## THE PROBLEM
The required result is a line count: how many lines in this data hold the word "soccer". Give only that.

[Opening DATA TO USE section]

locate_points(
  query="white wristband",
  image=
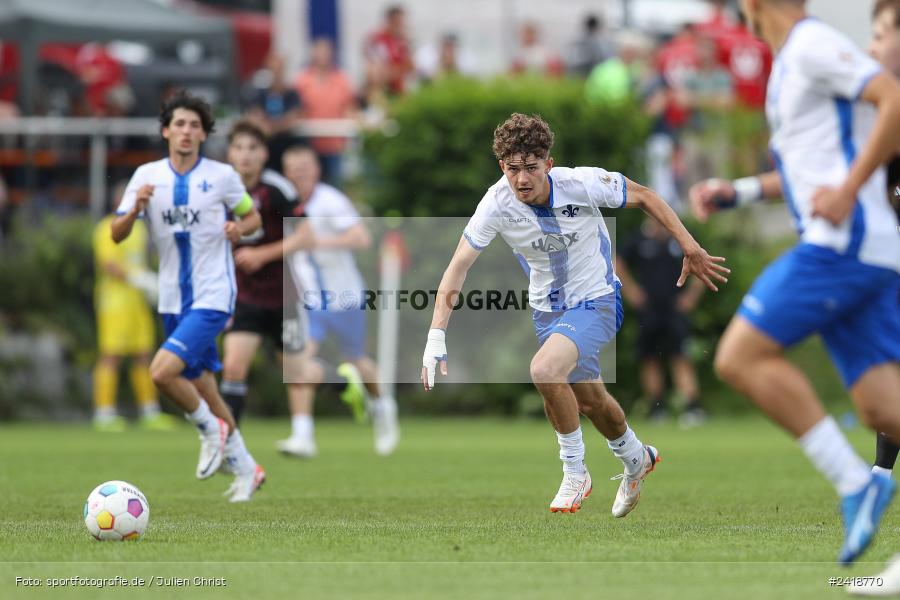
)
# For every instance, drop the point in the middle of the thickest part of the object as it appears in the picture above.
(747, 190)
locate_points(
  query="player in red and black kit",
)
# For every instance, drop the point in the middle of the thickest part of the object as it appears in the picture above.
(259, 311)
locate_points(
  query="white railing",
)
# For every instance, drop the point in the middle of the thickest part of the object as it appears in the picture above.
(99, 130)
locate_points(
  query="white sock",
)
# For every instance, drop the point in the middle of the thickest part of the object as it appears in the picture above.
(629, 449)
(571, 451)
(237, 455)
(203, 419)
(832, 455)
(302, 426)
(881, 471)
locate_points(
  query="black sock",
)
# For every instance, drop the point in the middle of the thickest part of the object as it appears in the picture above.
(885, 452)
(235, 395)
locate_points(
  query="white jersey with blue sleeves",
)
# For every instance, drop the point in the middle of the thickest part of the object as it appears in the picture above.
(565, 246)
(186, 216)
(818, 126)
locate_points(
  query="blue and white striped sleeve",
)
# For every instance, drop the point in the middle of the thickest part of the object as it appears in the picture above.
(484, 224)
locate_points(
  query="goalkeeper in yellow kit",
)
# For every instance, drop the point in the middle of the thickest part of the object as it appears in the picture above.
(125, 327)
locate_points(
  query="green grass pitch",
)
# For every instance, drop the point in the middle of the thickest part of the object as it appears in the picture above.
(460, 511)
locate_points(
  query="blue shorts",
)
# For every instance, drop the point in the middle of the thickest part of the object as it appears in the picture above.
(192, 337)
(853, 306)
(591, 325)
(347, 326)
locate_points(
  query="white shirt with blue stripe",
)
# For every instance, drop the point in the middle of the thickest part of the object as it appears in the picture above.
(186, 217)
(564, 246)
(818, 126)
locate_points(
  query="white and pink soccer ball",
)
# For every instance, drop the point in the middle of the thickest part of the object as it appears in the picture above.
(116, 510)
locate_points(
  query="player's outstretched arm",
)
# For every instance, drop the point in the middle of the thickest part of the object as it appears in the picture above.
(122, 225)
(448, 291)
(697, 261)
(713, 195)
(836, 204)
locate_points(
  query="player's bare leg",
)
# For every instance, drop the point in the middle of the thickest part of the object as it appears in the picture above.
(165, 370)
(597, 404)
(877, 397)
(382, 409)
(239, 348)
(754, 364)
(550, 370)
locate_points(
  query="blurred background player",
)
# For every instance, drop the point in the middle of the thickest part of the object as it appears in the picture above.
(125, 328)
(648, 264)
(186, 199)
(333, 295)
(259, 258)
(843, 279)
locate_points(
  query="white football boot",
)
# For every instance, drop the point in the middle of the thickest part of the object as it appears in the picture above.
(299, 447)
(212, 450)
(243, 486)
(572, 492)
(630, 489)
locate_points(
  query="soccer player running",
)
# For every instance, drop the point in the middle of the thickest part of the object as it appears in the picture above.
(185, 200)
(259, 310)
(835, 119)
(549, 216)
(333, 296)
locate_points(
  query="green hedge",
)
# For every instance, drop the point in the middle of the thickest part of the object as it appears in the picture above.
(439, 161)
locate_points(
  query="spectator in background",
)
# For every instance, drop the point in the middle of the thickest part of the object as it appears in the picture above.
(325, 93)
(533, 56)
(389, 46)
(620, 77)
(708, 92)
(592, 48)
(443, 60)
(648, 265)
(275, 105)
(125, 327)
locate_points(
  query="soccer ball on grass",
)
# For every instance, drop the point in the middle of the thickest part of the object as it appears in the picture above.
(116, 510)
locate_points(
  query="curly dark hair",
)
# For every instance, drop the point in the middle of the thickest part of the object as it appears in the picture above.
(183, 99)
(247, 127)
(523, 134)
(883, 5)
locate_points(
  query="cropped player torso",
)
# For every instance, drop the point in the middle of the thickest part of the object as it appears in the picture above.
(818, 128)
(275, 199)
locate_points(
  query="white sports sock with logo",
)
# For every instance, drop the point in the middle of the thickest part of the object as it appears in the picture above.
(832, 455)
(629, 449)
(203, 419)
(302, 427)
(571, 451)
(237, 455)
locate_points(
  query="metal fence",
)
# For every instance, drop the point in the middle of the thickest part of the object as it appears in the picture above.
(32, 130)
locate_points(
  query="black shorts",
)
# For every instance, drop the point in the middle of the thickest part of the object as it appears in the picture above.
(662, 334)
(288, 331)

[Closing DATA TO USE section]
[Opening DATA TO USE section]

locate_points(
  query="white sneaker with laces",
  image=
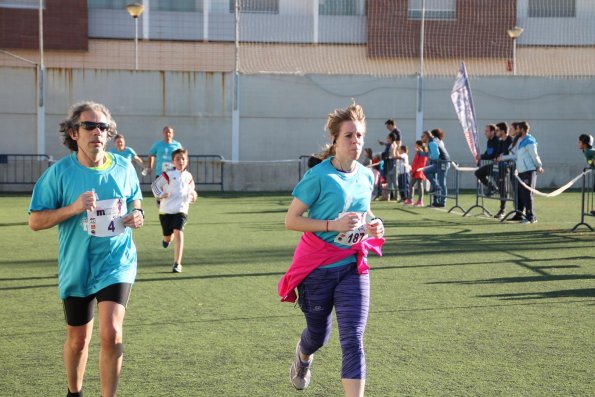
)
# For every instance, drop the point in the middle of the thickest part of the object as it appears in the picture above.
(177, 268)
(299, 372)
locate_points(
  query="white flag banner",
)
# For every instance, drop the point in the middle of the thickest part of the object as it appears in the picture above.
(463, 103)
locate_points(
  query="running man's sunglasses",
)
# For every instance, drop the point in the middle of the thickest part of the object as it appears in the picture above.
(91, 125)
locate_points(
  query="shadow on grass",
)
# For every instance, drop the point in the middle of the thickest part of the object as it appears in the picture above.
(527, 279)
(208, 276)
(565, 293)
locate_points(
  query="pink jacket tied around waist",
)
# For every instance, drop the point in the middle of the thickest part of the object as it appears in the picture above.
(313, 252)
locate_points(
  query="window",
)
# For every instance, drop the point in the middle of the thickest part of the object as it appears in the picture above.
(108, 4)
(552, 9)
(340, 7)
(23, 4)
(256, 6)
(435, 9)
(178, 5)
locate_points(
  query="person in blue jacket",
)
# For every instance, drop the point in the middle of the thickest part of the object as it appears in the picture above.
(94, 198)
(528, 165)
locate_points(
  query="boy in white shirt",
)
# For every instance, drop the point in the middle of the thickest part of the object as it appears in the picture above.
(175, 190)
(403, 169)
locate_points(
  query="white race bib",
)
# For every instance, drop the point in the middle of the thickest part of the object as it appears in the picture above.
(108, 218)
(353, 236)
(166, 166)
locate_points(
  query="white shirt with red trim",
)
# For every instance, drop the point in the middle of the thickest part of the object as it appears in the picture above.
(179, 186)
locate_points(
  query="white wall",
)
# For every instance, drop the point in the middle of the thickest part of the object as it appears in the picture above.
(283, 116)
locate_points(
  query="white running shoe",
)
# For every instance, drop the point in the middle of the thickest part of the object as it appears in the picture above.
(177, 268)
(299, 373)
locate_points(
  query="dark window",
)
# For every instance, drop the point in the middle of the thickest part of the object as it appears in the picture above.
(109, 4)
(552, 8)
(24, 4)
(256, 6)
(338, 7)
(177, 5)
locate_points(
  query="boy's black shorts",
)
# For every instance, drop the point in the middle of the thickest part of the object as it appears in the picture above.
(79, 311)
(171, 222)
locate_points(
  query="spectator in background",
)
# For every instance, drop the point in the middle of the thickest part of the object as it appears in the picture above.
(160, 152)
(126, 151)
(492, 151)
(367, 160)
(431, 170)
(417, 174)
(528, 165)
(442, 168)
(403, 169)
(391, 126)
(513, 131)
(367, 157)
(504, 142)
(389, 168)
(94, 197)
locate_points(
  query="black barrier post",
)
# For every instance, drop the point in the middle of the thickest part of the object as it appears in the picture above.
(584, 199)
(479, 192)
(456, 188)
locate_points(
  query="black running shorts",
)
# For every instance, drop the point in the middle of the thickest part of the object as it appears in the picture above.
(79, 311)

[Closing DATA TO USE section]
[Opening DATA TO USE section]

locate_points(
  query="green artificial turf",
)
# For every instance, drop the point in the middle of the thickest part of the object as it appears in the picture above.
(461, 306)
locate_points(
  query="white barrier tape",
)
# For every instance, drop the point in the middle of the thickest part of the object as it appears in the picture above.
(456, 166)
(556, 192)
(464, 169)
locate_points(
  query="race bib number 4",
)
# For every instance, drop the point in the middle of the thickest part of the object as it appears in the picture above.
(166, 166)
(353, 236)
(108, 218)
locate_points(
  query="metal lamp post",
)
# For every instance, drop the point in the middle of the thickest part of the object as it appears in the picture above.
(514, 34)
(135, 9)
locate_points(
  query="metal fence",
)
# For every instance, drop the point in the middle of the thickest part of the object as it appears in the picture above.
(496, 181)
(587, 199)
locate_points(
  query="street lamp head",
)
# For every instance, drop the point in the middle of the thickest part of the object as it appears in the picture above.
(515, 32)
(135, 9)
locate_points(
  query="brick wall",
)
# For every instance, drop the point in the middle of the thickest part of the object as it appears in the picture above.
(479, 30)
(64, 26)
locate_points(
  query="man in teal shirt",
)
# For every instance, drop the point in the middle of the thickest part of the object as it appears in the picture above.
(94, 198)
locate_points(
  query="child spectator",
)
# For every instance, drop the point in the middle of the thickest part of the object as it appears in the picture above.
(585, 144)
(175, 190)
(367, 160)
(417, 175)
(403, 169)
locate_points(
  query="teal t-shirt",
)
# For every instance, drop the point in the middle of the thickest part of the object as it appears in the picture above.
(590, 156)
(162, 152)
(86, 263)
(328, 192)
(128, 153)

[Closing DATA TO USE section]

## ANSWER SECTION
3